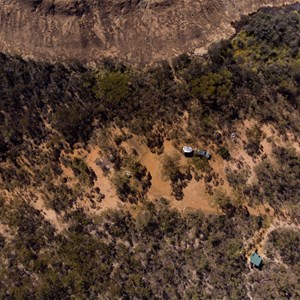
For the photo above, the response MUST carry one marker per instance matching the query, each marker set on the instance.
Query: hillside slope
(137, 32)
(97, 200)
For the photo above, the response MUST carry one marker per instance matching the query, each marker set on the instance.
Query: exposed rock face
(135, 31)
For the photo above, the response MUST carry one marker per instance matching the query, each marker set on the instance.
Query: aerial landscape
(149, 149)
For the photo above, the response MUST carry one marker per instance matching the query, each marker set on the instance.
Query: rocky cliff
(135, 31)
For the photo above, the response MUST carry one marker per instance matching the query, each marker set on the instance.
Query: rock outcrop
(135, 31)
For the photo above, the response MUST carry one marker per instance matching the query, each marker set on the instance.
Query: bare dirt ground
(196, 197)
(49, 214)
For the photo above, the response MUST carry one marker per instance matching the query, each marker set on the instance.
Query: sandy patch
(195, 197)
(49, 214)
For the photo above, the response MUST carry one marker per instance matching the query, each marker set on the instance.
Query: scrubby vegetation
(49, 112)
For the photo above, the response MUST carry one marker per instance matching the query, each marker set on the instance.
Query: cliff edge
(134, 31)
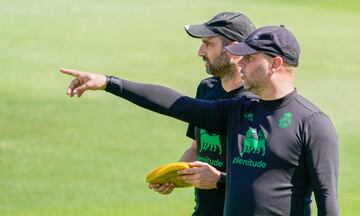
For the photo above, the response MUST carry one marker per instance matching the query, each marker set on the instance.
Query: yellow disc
(167, 173)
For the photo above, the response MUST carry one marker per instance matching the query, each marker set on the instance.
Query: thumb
(197, 164)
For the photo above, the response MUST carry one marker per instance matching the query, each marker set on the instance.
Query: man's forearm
(205, 114)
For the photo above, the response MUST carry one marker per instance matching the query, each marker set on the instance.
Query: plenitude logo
(253, 144)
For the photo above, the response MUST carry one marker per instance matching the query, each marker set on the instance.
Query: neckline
(279, 102)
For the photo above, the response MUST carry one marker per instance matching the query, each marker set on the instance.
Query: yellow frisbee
(167, 173)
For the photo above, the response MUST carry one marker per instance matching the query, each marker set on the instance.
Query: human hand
(163, 189)
(201, 175)
(84, 81)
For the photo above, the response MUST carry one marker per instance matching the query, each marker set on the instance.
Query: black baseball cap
(272, 40)
(232, 25)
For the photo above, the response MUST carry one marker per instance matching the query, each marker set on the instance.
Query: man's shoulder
(307, 106)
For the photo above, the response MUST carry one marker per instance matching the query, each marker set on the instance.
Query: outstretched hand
(201, 175)
(84, 81)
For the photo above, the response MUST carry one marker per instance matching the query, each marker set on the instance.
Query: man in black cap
(279, 148)
(208, 173)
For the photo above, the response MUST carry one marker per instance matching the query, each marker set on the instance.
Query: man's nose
(202, 51)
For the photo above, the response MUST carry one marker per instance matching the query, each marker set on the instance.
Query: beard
(257, 85)
(220, 66)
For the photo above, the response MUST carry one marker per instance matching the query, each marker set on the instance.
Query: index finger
(71, 72)
(188, 171)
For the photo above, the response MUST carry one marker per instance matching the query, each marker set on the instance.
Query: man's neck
(277, 90)
(232, 81)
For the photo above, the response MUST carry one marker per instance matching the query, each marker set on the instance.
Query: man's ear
(277, 63)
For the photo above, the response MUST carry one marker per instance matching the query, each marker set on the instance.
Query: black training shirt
(278, 151)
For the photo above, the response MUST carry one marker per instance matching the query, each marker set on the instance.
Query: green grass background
(89, 156)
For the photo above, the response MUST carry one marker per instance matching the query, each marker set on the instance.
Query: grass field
(62, 156)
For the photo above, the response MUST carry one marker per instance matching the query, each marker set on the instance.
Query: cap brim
(199, 31)
(240, 49)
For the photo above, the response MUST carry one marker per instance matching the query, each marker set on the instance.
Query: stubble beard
(221, 66)
(254, 86)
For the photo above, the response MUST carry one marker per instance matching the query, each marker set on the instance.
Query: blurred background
(90, 156)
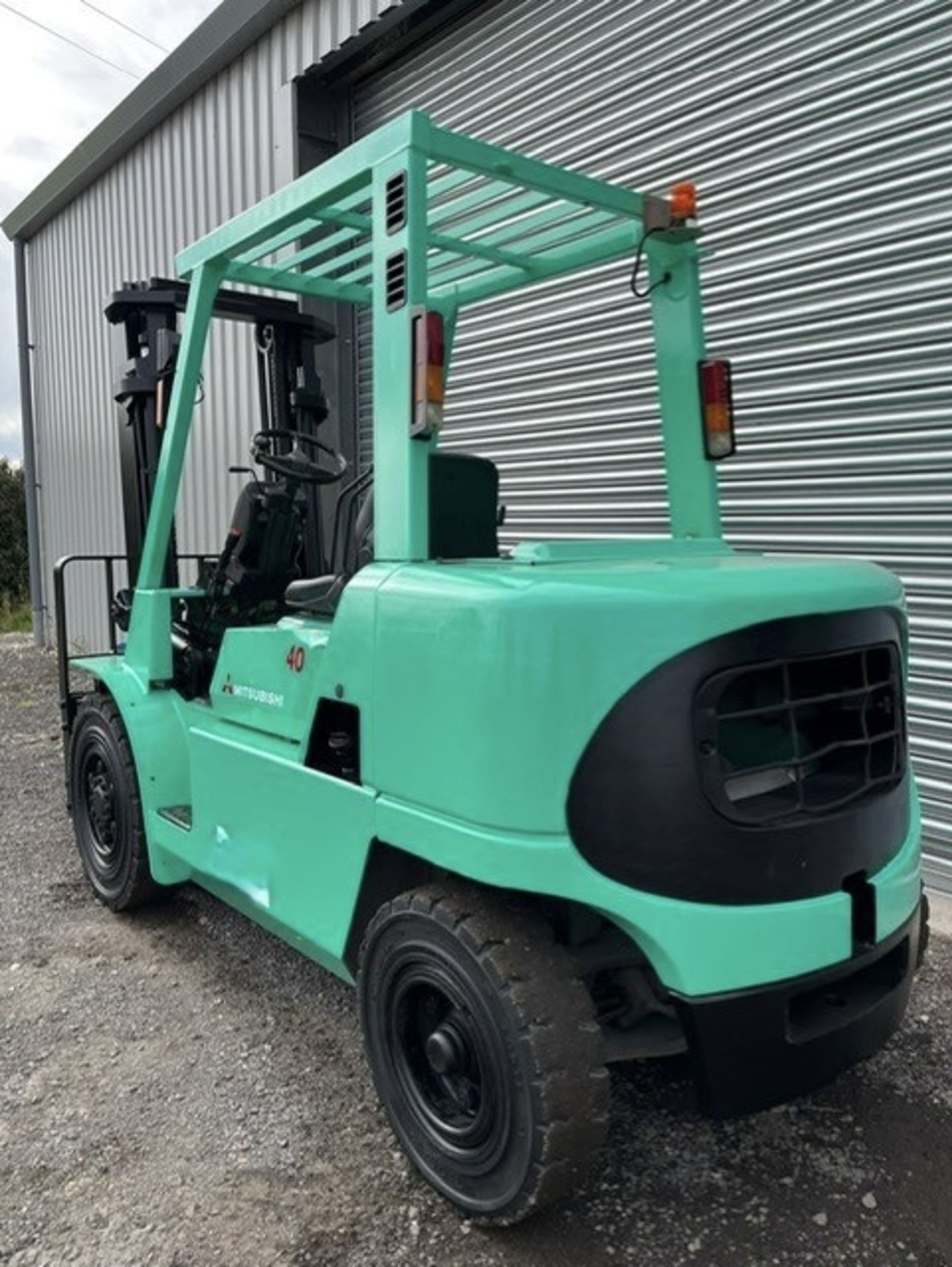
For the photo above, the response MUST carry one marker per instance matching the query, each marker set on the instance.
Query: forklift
(551, 806)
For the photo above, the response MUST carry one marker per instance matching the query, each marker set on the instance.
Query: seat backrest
(464, 506)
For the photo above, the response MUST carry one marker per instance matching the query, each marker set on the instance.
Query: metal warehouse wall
(227, 147)
(819, 136)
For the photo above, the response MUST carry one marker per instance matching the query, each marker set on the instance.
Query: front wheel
(107, 810)
(484, 1049)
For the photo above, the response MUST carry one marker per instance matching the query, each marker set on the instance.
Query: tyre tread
(556, 1027)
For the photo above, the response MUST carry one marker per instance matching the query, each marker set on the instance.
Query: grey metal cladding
(819, 139)
(230, 145)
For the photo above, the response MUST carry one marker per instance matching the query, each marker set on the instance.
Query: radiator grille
(804, 736)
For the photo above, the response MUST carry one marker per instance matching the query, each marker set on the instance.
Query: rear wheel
(107, 810)
(484, 1049)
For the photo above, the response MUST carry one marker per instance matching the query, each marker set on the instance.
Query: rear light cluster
(717, 410)
(428, 374)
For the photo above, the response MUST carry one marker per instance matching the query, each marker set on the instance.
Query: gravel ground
(179, 1089)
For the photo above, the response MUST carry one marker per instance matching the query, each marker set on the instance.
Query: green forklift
(550, 808)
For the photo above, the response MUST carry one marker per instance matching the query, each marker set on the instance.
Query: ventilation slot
(395, 213)
(397, 280)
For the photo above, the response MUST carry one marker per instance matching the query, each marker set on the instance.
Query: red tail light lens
(717, 410)
(428, 374)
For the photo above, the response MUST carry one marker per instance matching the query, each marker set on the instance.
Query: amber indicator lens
(717, 410)
(428, 358)
(684, 202)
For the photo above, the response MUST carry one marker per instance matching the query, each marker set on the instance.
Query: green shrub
(15, 574)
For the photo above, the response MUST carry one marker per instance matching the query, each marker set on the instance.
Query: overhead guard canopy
(494, 221)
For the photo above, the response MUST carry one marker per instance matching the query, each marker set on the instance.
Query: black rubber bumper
(756, 1048)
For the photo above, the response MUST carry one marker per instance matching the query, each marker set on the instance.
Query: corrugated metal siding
(819, 137)
(226, 148)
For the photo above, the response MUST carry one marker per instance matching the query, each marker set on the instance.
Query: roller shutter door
(821, 139)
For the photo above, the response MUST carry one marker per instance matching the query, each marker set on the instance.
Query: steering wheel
(296, 464)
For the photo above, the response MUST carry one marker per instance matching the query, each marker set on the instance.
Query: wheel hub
(445, 1051)
(100, 801)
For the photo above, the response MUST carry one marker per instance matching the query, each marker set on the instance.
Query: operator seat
(464, 523)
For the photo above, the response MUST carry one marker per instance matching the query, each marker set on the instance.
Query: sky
(51, 96)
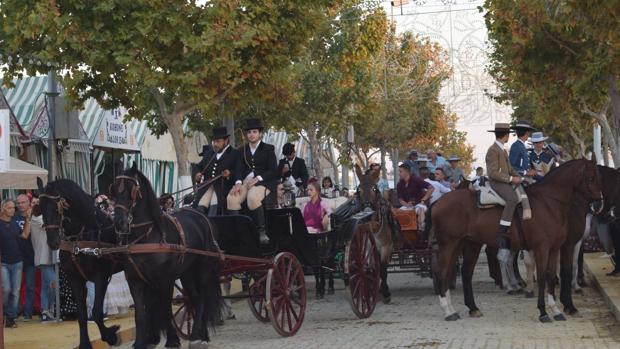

- _Work instructions_
What is needed is every record above, restated word for word, with the pictures left out.

- _The answer_
For the photo above, the response MUST carry one marker per instance matching the query, each marker set on the instance.
Query: hillside slope
(137, 32)
(97, 200)
For the photo above, the response MUST carry one marker per instance matching the query, each marker set on the instance.
Query: exposed rock face
(135, 31)
For the photo above, the response MUST carry one marker per instance matching the query, each marker set on the instance.
Query: aerial landscape
(149, 149)
For the photo above, the response MUST carry one marker per instance matching the query, each marker set on the instance.
Query: rocky cliff
(135, 31)
For the photo above, the response MUST carry one marker per instance matching the query, each marker set on the instance.
Query: rock outcrop
(135, 31)
For the photo above, the response MUST carry one marker per instance matching the query, each marker set on the instance.
Query: bare dirt ground
(196, 197)
(49, 214)
For the photo above, the response MUST carry one marker per instance matching the query, each marker set on the instance.
Query: sandy patch
(195, 197)
(49, 214)
For the photo above, the response MUST carry one marker per instance matching the query, each marker set on the instance.
Query: scrubby vegetation
(49, 112)
For the photo above, the response MUST carry one marker per instance matching the query, each marker set on the instance.
Query: cliff edge
(134, 31)
For the photo above, the response MUST carry one marker per instance matching the query, each marker set on the instance.
Query: yellow disc
(167, 173)
For the photo above, the response MUST carry one marker per instance matching the query, each marker set on the instance.
Query: thumb
(197, 164)
For the photo above, the response MUST carry one marker per instance matching the query, each marker set on the instance.
Query: man's forearm
(205, 114)
For the photo above, the response MUST carry one marker per instance matching the query, each marker set on the instance.
Query: plenitude logo
(253, 144)
For the photo above, the response MUST carry one marker per instance matching the query, each marker set on the instance.
Query: neckline
(279, 102)
For the photo above, the response MUST carry one marker per instance matching the query, each marker set on the instance.
Query: yellow frisbee
(167, 173)
For the photo above, the response MUST carry one marker per instance matching the query, each marker set on the instance.
Query: human hand
(163, 189)
(201, 175)
(84, 81)
For the photo above, the response MUST carry one marker per instance matching the query, each marker set on the instance.
Query: black baseball cap
(272, 40)
(232, 25)
For the photo above, the response MUST carry one marker per instance matching the query, each marker set on the instance.
Query: man's shoulder
(307, 106)
For the photo above, the response MUST carry one marker per instance matching the query, each marker set on the instance.
Query: outstretched hand
(201, 175)
(84, 81)
For the photo above, the response MUST carry one marker per instance matching the query, each marker set on the instance.
Query: man in black cap
(279, 148)
(208, 173)
For the photo above, the response MUST carry one marker per instance matching the query, each marker set on the instance.
Query: man's nose
(202, 51)
For the photo above, the response MUST carry one marker per instance matching the query, each marker set on the instance.
Query: beard
(257, 85)
(220, 66)
For the photo above, the response MUST carry one marker per instance matching the query, each marker set on the instance.
Query: index finger
(71, 72)
(188, 171)
For the photo above, the response MUST carry one marker per instance matching the query, each marker set on the instance.
Query: man's neck
(277, 90)
(232, 81)
For the photo above, the response MUST carry one marker per instance matching the query, each marker set on the instance.
Query: man's ear
(277, 63)
For the photo above, the response MUST carry one marker per instance matching the query, each marker set on the instance.
Query: black training shirt
(278, 151)
For the photo above, the response MUST carry one marker per instance matching the query, each marker set on the instance.
Query: green grass background
(89, 156)
For the photo above, the response MUST carry one marker per instance matching the query, each marker set on the instance.
Query: grass field
(62, 156)
For the photo above, the response MUST carry one marker per instance matching the query, each marker set on the instance.
Query: cap brim
(199, 31)
(240, 49)
For the photo above, the response MUST carry one marker per instance matching the query, each marker set on the instance.
Query: stubble beard
(221, 66)
(254, 86)
For the photo above, the response MUST carry one marker per instance matching the query, each marker set on the instance.
Query: blurred background
(90, 156)
For the photo above, the response MUST carry one marker per instance matching the query, each marker set on the instance.
Query: forklift
(551, 806)
For the photo above, the response MUST carry one marker per instance matching the query, each marker set on the instance.
Query: seat backrest
(464, 506)
For the photo above, the response MUST carry one marker per instance matching the query, each marker set on the instance.
Query: metal warehouse wall
(227, 147)
(819, 136)
For the photo above, the response MUST carry one marker per instance matching the query, each marker set on the instance.
Query: front wheel
(107, 810)
(484, 1049)
For the photo above, the response MUST carry one marker per instance matching the query, each marker set on the instance.
Query: tyre tread
(556, 1027)
For the photo above, the response MUST carry one marker per instance matching the query, each marker set on the instance.
Query: grey metal cladding
(819, 139)
(230, 145)
For the photo above, the response MUST carry one marker per instance matching the query, each marker set on the instance.
Query: radiator grille
(804, 736)
For the photo above, the response MUST carry one marker per instance matching the query, each marker set on the instance.
Query: rear wheel
(107, 810)
(484, 1049)
For the photo above, the response MUST carry one marker per instance matching the query, each marker set on the instance.
Query: rear light cluster
(717, 410)
(428, 374)
For the photo above, the response MUST carry one marker per instance matching the query, each marker set on the instance.
Query: gravel ground
(179, 1089)
For the photo above, the response MUST carry one marker per instance matching the query, each marker set on the instance.
Query: green forklift
(550, 808)
For the photo above, the response MUST carry one marker per instance matching the query, each marker set on the instance.
Query: ventilation slot
(395, 213)
(397, 280)
For the photo above, the response MUST carry one marker per instance matching the query, each marker set on the instance.
Query: red tail light lens
(717, 410)
(428, 374)
For the photo above, the response MUST carry one marker per instance matching the query, each marker set on the instance.
Query: amber indicator lens
(717, 410)
(428, 358)
(684, 202)
For the photo above, the response MUST carry one marker per instance matching the query, each marker set on the instance.
Query: green shrub
(15, 574)
For the photo above, the response MUST carry one marker per instance matching the query, each marker set on the instance.
Query: overhead guard canopy
(494, 221)
For the photo above, the response MUST carry one marker per instance matching the query, each marker set on the instance.
Query: black rubber bumper
(756, 1048)
For the photo above, the response MUST carry one marker per instance matching the query, each marker set on the instance.
Query: corrugated metal siding
(819, 137)
(226, 148)
For the photo above, the response MUST carry one marker per instance matching the query, each marker set on the instance.
Query: roller shutter door
(821, 139)
For the photo above, the response MUST carry one marker per instance matching the query, each marker set on the instance.
Query: steering wheel
(296, 464)
For the photo above, the response MUST carry one marker per instance matching the query, each marker set on the instance.
Query: wheel hub
(445, 1051)
(100, 801)
For the photo above, the response MUST carry one marker per instance matching the query, each marker set on the instance.
Query: operator seat
(464, 523)
For the photo above, the response MUST carry one marker per instance matching the query, each marker set on the instance.
Query: sky
(51, 96)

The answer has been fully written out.